• Task instructions: Could you restate every entry word for word, minus the pictures?

=== Section Start ===

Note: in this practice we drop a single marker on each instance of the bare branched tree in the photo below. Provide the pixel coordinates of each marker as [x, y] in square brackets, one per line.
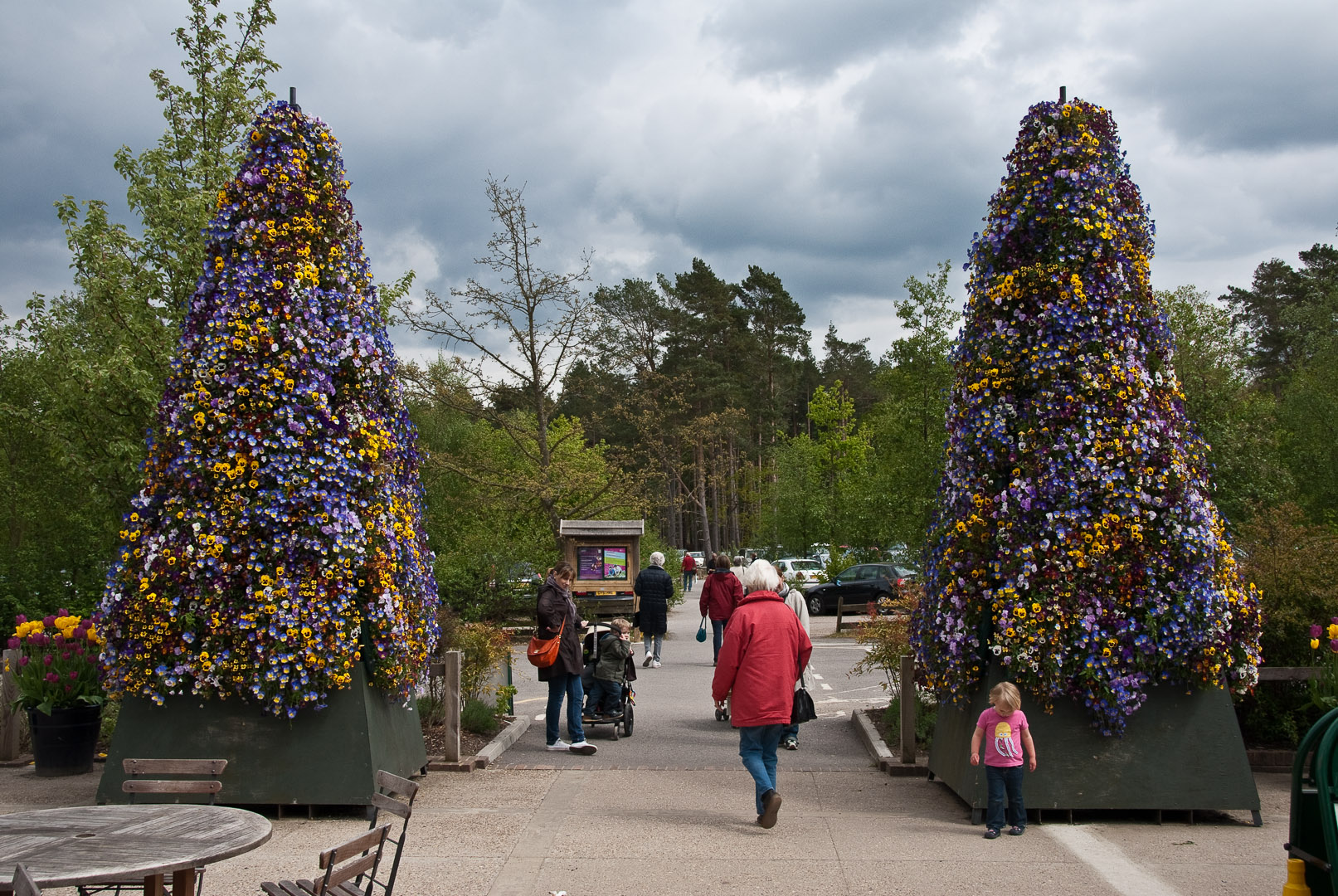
[545, 321]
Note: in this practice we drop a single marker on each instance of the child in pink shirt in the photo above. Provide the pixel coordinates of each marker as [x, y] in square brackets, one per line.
[1004, 729]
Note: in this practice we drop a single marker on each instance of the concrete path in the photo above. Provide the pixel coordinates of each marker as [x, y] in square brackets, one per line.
[669, 811]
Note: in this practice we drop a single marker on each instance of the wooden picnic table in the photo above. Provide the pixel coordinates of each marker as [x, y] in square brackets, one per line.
[79, 845]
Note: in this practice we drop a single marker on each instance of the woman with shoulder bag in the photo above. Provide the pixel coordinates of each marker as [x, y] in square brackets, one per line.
[558, 616]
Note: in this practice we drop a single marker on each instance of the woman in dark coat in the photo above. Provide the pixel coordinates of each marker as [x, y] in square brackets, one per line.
[557, 613]
[654, 587]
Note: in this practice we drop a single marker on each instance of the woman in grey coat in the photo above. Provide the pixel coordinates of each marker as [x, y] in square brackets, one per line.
[558, 618]
[654, 587]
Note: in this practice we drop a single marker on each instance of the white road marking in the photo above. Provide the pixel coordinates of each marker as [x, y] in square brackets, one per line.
[1107, 860]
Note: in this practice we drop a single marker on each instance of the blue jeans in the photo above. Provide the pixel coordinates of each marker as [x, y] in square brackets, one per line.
[563, 685]
[606, 692]
[1000, 782]
[757, 749]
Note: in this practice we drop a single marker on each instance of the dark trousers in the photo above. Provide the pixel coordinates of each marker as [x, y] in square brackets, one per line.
[609, 693]
[1004, 782]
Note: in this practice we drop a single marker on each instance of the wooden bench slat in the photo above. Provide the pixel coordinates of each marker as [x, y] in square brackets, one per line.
[391, 806]
[395, 784]
[353, 869]
[353, 847]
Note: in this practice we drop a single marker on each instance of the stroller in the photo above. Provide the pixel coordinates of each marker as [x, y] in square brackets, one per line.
[589, 653]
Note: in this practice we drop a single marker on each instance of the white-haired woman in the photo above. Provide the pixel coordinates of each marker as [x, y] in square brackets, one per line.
[654, 587]
[794, 599]
[760, 661]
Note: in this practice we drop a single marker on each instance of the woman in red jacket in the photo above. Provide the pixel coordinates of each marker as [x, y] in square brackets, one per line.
[763, 655]
[718, 597]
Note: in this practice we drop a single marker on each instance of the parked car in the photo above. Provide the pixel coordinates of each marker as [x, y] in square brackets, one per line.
[857, 586]
[800, 572]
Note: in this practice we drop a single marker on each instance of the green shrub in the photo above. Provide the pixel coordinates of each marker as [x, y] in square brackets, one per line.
[1277, 714]
[431, 709]
[925, 714]
[478, 717]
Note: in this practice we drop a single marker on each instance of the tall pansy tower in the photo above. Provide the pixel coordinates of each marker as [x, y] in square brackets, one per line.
[277, 543]
[1076, 548]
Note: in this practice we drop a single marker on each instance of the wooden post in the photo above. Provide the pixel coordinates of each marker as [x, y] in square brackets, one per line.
[10, 720]
[907, 688]
[451, 705]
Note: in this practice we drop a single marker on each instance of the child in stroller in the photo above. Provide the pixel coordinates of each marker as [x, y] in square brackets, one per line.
[609, 696]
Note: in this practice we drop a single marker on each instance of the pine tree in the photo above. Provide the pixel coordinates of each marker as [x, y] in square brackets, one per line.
[277, 538]
[1076, 542]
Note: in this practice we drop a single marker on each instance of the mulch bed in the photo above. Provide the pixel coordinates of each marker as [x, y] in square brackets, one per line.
[434, 738]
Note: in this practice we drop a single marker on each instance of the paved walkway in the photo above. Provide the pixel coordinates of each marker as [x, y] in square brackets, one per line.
[685, 824]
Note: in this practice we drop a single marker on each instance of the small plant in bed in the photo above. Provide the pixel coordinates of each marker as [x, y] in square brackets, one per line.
[479, 717]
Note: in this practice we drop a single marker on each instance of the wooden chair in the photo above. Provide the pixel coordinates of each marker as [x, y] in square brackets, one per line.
[345, 867]
[23, 883]
[202, 782]
[394, 795]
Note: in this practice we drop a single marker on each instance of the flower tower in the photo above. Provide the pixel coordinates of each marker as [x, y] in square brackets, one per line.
[1076, 550]
[276, 553]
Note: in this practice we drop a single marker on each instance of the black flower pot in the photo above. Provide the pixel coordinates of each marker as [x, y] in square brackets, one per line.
[65, 741]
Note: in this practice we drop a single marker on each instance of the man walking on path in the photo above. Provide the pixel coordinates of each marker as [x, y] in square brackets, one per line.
[764, 650]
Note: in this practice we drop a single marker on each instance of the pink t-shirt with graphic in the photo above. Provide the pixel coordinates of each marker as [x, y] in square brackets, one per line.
[1002, 737]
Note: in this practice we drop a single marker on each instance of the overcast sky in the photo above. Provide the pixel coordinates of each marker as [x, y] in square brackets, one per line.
[843, 144]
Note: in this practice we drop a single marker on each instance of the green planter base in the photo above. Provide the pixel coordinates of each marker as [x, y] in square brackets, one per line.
[1180, 752]
[327, 757]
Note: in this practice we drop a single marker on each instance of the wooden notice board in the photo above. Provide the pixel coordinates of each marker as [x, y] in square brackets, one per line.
[606, 555]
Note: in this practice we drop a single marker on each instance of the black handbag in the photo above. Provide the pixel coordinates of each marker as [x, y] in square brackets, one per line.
[803, 709]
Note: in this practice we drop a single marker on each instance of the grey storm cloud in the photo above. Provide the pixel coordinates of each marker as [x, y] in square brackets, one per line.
[844, 146]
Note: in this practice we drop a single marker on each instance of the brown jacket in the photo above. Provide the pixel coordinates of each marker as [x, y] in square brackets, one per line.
[550, 610]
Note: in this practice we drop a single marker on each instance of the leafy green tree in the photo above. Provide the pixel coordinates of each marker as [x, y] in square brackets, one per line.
[1309, 416]
[907, 424]
[1286, 310]
[94, 360]
[776, 324]
[853, 365]
[1237, 420]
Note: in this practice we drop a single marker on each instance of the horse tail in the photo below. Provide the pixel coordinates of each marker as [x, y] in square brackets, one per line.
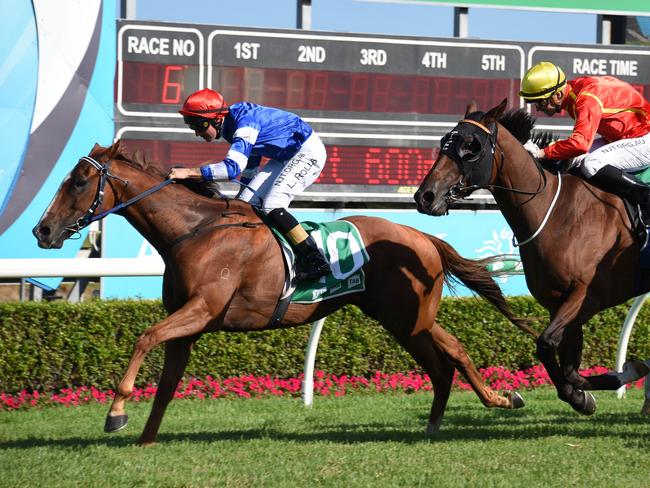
[474, 274]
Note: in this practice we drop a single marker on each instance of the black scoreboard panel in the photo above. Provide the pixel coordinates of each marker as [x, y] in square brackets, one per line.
[630, 65]
[380, 103]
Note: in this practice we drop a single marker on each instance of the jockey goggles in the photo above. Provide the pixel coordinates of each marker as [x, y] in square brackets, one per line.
[197, 123]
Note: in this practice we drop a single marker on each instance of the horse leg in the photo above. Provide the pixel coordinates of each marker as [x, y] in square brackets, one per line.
[570, 353]
[645, 409]
[177, 354]
[561, 335]
[187, 321]
[455, 350]
[439, 368]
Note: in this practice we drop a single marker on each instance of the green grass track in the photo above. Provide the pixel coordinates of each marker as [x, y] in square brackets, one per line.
[360, 440]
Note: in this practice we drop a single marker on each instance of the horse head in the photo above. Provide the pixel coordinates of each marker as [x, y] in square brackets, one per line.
[465, 162]
[79, 197]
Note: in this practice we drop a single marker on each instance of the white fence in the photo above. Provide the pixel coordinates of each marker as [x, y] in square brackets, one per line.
[154, 266]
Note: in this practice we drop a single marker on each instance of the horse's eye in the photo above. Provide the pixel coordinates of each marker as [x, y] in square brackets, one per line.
[80, 183]
[474, 146]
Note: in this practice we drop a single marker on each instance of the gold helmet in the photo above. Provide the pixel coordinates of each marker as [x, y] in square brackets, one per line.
[541, 81]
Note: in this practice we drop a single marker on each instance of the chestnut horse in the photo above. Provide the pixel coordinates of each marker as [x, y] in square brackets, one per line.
[224, 271]
[577, 248]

=== Section End ===

• Exercise result:
Note: in this practice we drop a single marker on each instance of the bare branched tree in the photo below. Provide the pixel coordinates of each marker as [x, y] in square brackets, one per line.
[545, 321]
Note: in this practice we drop a single marker on each instance of the child in pink shirt in the photo above. Provide the pixel coordinates of each marker as [x, y] in square brackets, one per line.
[1004, 729]
Note: in this practice we drop a single marker on each instance of the concrete path in the photo above. Provide the pixel coordinates of each marker as [x, y] in square brackets, one per line.
[669, 811]
Note: in this practice we drop a single marker on each instance of the wooden picnic table in the photo above. Provide the pixel coordinates of each marker as [x, y] in square brackets, one per line.
[79, 845]
Note: in this practice we drop a single marker on each instance of the woman with shoulder bag in the photo above. Provide the pixel coordinates of each marker as [x, y] in square brackets, one per line.
[558, 616]
Note: in this practice we drop a single marker on each instance of the woman in dark coat in the photo above. Provide the pixel coordinates of each marker as [x, y] in square brackets, one per line.
[557, 613]
[654, 587]
Note: in this practice we drop a single marker on each instance of the woman in grey coat in the photo above. Provide the pixel coordinates of each marker as [x, y] in square brackets, one per line.
[558, 618]
[654, 587]
Note: in this practice we drop a single marker on each instance of the white road marking in the photo above. Provide the pixel coordinates of each marker as [x, y] in square brackets, one per line.
[1107, 860]
Note: in this practice we drop a single marker on each instance of the blue jeans in the photo above. Provide the pixel coordinates of each marker as [x, y] in square brackets, one per line.
[563, 685]
[606, 692]
[1000, 782]
[757, 749]
Note: in this practice we drop a single marker on each instance of the dark trousers in the photo above. Provide the pixel coordinates of each marker as [x, y] in square brackets, one per line.
[609, 693]
[1004, 782]
Note: in this practice we drop a single marker on each instance of the wooden bench slat in the photo above. Provide the pixel coordinates of each marker as [x, y] in square brackets, one per line.
[391, 806]
[395, 784]
[353, 869]
[353, 847]
Note: in this practice we drop a single marker on each instance of the stroller in the photo above. Provide the pixel coordinates of each marker as [x, y] in square brackets, one per line.
[589, 653]
Note: in this practice we drop a single marker on each instance of the white-haired woman in the photo above. Provide the pixel coordinates of each marker as [x, y] in square brackets, one per line.
[654, 587]
[794, 599]
[760, 661]
Note: in this practice we drop a single marker on each instance of the woman in red jacket in the photo above. Provide the pixel coordinates of each marker as [x, y] in square brackets, one per line.
[763, 655]
[718, 597]
Note: in this practice we drop a single marker on each instance of the parked car in the photo above. Provide the pixel coordinates of each marker as [x, y] in square brackets, one per line.
[857, 586]
[800, 572]
Note: in this practice we drop a single marker on each instance of the green shrub in the photo above. Provide the pixel coordinates of each marker as [x, y] in square brackets, one per line.
[1277, 714]
[431, 709]
[925, 714]
[478, 717]
Note: in this practice we drop a single marker on each instance of the tall pansy tower in the photo above. Provide the pixel coordinates of each marker as [x, y] in square brackets, one per line.
[277, 543]
[1076, 548]
Note: in this practice we drop a single marker on each instance of the wooden post in the photo above. Provide the pixel coordinates of each marker as [x, y] in square brackets, one per line.
[10, 720]
[907, 688]
[451, 705]
Note: in this practice we drop a single marker on each instance of the child in stroller in the photo above. Provide the pixel coordinates of each marker as [x, y] in square brackets, one per line.
[609, 696]
Note: in this practice we drop a single marker on each instance of the pine tree in the photo above. Provide the pixel coordinates of each marker as [x, y] in square brackets, one per line.
[277, 538]
[1076, 542]
Note: in this practice we drop a single marker on each instance of the mulch bed in the photo above. Provide the pixel coordinates of each marker as [x, y] in square brackets, one per line.
[434, 738]
Note: in this practice we drop a single marker on each instance of the paved walkway in the photo above. Provide the pixel coordinates of each marker as [x, y] in square brackets, one per line.
[685, 824]
Note: in this practice we drop a single marker on each instance of the small plant in bed in the photo above. Provide the pixel coordinates of each marker as [x, y] in square brackets, one per line.
[479, 717]
Note: in this practice we drop a single marker on each instance of the wooden chair in the photo above. Provide the pixel coordinates of each marker as [x, y] in square brackets, one per line.
[345, 867]
[23, 883]
[202, 782]
[394, 795]
Note: in this practice we drop a single marker on each instance of the flower tower in the photo above. Provide the pixel coordinates of each marker as [x, y] in square brackets, one per line.
[1076, 550]
[276, 553]
Note: in this practice we drop a single marker on each instance of the black flower pot in the photo above. Provide the pixel coordinates of each marker as [x, y] in square brackets, one per line.
[65, 741]
Note: in this practice we drop a single marker on each instance of the man walking on path in the photo above. Provide the pixel coordinates of each marker as [x, y] in square brackets, one per line.
[764, 650]
Note: in this practice we drop a single marker on each instance of the pink t-shirt with graphic in the photo above. Provide the pixel coordinates of each marker as [x, y] in square brackets, one per line.
[1002, 737]
Note: in this practice we drop a single marker on each instance of the overcast sky in the photo above. Provide the pixel coordinates of each marker as [x, y] in square brackets, one per line.
[843, 144]
Note: in this practice we drop a single marker on each instance of the green planter base in the photo above. Provide the pixel coordinates of each marker as [x, y] in square brackets, one per line.
[1180, 752]
[327, 757]
Note: in this practice we drop a single marker on each instance of the wooden notice board in the photo above. Provide the pixel coordinates of each marker as [x, y] in square brackets, one per line.
[606, 555]
Note: in this practice we drop a single marker on each instance of the black handbag in the photo above. Provide the pixel coordinates of each marker as [x, y] in square brackets, one per line.
[803, 709]
Note: in this practice we drop a single marker on each instance of the grey storm cloud in the photo above. Provide the pixel coordinates of each marker as [x, y] in square brackets, one per line.
[844, 146]
Note: in this practice we drop a single marker on each instance of the brown jacket in the photo above. Provide the pixel coordinates of each marker as [x, y] in square brackets, one per line.
[550, 610]
Note: in this practice we drop a single marker on each instance of the leafy green tree in the photo above. Provide the pixel coordinates of each marker as [x, y] in square brackets, one per line.
[1309, 416]
[907, 424]
[1286, 310]
[94, 360]
[776, 324]
[853, 365]
[1237, 420]
Note: in this practice we drop a single marker on each instance of the horse tail in the photo below. Provide the pixel coordinates of each marker as [x, y] in square brackets, one per line.
[474, 274]
Note: in this practice we drop a single marker on each instance of the black scoreboard panel in the photo above. Provide the pixel coordinates of each marker as [x, y] in square brackets, one per line.
[630, 65]
[380, 103]
Note: in this practice we drop a single marker on each instance of the jockey goggles in the photo above. Provide the pixel coordinates of each marker as [x, y] in square brackets, one per line.
[197, 123]
Note: in this practice we drop a single marker on each instance of the horse leg in the photo above. Provide the pixel coordinates of each marker as [x, y] in square brackets, one per line.
[570, 353]
[645, 409]
[177, 354]
[561, 335]
[187, 321]
[455, 350]
[439, 368]
Note: in this practice we drop a single marker on each instance of the green grass track in the photo above. Provide the pixel coordinates of each marker as [x, y] in square brackets, one per line.
[360, 440]
Note: in this practice we drop a single marker on each instance of the horse head in the photo above. Provide the pixel coordinates of each marker as [x, y] in square brackets, one per line.
[465, 162]
[79, 197]
Note: in this practice we drop a single marker on each instance of the white fence in the photo above. Provide the pixel coordinates of each marker as [x, y] in square brackets, one per line.
[154, 266]
Note: in this practice we drop a single marker on each instance of the horse's eye in the photo above. Provide the pixel coordinates of each marker as [x, y] in square brackets, one per line.
[80, 183]
[474, 146]
Note: in this practice we drop a single marker on each instance of the gold helmet in the photo above. Provide the pixel coordinates of each marker as [x, y] in square brackets, one per line.
[541, 81]
Note: in this practice we drop a single marker on each instance of the chestnut horse in the photo above. Provide the pixel coordinates of each marker as [x, y] in square brackets, one per line.
[224, 271]
[577, 248]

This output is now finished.